- [Set exercise]: Render the part of the records that opens with the line containing "# Provide the mask of every instance of the bread" and closes with the line containing "--target=bread crust" as a Markdown table with the columns Row and Line, giving each line its row number and skipping blank lines. Include only those lines.

- [Record extracts]:
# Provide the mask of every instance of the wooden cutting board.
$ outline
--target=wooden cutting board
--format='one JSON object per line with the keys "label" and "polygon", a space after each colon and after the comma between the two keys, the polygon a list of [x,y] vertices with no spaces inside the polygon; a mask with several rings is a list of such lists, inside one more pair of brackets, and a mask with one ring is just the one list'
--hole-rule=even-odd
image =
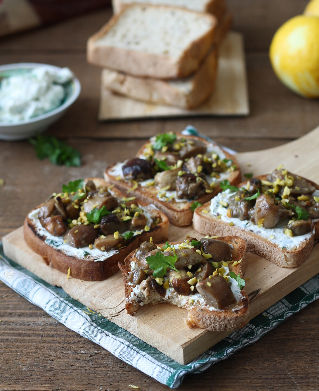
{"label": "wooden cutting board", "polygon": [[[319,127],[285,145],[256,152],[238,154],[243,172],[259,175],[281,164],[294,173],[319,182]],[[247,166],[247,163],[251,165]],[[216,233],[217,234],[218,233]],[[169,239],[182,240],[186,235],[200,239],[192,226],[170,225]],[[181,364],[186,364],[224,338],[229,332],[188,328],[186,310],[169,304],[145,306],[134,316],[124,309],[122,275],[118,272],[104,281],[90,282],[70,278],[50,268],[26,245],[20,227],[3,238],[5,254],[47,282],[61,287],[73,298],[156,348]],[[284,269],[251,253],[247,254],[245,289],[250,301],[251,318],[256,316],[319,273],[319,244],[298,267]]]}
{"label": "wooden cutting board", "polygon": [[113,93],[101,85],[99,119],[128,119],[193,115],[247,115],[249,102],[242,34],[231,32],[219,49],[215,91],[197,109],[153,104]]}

==

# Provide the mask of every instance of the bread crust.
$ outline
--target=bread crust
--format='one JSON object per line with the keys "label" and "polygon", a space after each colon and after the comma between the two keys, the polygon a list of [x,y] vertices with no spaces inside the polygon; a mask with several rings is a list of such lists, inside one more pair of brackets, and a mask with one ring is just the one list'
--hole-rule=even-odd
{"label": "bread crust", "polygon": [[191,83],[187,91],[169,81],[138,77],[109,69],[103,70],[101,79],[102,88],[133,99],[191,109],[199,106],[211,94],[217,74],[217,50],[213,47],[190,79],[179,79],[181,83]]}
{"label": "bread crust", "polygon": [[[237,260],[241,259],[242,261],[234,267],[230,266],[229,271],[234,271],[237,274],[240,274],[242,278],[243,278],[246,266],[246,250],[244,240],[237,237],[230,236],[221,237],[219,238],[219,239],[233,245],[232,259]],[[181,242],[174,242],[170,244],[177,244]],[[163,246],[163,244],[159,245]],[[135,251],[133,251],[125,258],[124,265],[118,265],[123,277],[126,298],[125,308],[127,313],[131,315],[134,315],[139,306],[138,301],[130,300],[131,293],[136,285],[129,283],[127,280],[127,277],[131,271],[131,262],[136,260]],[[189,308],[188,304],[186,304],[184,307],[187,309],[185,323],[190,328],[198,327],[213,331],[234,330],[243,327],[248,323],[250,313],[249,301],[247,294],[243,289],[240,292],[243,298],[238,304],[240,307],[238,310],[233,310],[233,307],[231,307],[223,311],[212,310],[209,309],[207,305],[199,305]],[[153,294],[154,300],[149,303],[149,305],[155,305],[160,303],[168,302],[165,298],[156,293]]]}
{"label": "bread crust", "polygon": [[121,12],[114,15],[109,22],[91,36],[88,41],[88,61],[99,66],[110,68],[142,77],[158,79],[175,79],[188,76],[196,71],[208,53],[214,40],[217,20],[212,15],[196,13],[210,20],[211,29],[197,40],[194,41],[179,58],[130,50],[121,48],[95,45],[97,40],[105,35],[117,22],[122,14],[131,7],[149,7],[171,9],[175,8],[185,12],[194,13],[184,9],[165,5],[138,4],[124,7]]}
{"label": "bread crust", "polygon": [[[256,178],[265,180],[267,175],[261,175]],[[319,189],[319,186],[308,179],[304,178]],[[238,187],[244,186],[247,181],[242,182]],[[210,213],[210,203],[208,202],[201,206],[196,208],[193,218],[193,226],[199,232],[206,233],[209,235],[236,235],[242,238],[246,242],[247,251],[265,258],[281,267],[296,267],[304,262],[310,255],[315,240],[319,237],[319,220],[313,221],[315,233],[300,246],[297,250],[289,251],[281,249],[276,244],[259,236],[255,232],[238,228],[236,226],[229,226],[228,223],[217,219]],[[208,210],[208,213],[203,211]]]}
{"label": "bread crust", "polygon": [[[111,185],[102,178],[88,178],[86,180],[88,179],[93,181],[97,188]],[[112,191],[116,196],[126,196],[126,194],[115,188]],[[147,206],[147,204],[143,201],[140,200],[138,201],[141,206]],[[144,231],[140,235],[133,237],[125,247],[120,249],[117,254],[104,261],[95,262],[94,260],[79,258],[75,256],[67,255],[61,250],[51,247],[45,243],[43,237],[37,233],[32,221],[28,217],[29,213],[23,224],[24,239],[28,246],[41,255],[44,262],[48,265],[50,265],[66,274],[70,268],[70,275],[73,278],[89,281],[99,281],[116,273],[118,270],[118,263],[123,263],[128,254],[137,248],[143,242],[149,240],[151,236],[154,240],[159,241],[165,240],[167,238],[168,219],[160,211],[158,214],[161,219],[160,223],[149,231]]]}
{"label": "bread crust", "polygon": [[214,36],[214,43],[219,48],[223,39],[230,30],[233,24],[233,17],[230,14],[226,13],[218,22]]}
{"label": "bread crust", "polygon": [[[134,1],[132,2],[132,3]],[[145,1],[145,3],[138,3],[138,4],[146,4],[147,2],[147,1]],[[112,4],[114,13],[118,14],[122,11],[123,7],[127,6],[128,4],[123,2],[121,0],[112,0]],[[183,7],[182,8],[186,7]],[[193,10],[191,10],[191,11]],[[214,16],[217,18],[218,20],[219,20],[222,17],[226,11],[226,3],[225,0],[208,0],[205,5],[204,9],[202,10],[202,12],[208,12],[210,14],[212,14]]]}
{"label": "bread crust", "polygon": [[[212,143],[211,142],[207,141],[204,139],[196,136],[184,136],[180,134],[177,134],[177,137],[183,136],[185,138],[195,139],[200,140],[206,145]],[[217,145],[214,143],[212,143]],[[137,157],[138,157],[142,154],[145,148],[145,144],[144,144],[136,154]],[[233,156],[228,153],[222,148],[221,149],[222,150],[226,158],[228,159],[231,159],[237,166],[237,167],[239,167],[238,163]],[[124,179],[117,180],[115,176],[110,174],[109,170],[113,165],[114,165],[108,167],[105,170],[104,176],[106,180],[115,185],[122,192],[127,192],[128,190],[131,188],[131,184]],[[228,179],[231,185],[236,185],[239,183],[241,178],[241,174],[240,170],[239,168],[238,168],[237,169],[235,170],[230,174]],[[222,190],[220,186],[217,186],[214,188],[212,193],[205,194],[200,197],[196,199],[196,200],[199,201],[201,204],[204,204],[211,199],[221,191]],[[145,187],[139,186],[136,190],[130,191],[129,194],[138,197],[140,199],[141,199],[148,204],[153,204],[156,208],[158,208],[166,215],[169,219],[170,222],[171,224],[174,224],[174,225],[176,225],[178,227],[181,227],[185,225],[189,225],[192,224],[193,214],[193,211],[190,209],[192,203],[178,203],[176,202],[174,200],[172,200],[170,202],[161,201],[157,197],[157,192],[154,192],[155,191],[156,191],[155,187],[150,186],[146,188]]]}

==

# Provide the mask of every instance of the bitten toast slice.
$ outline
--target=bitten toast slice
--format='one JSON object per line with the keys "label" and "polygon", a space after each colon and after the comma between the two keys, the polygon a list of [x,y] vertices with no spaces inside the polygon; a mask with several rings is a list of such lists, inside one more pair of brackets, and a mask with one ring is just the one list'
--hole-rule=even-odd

- [Task answer]:
| Row | Line |
|---|---|
| 1 | # Provide the mask of every instance of the bread crust. |
| 2 | $ outline |
| 3 | --target=bread crust |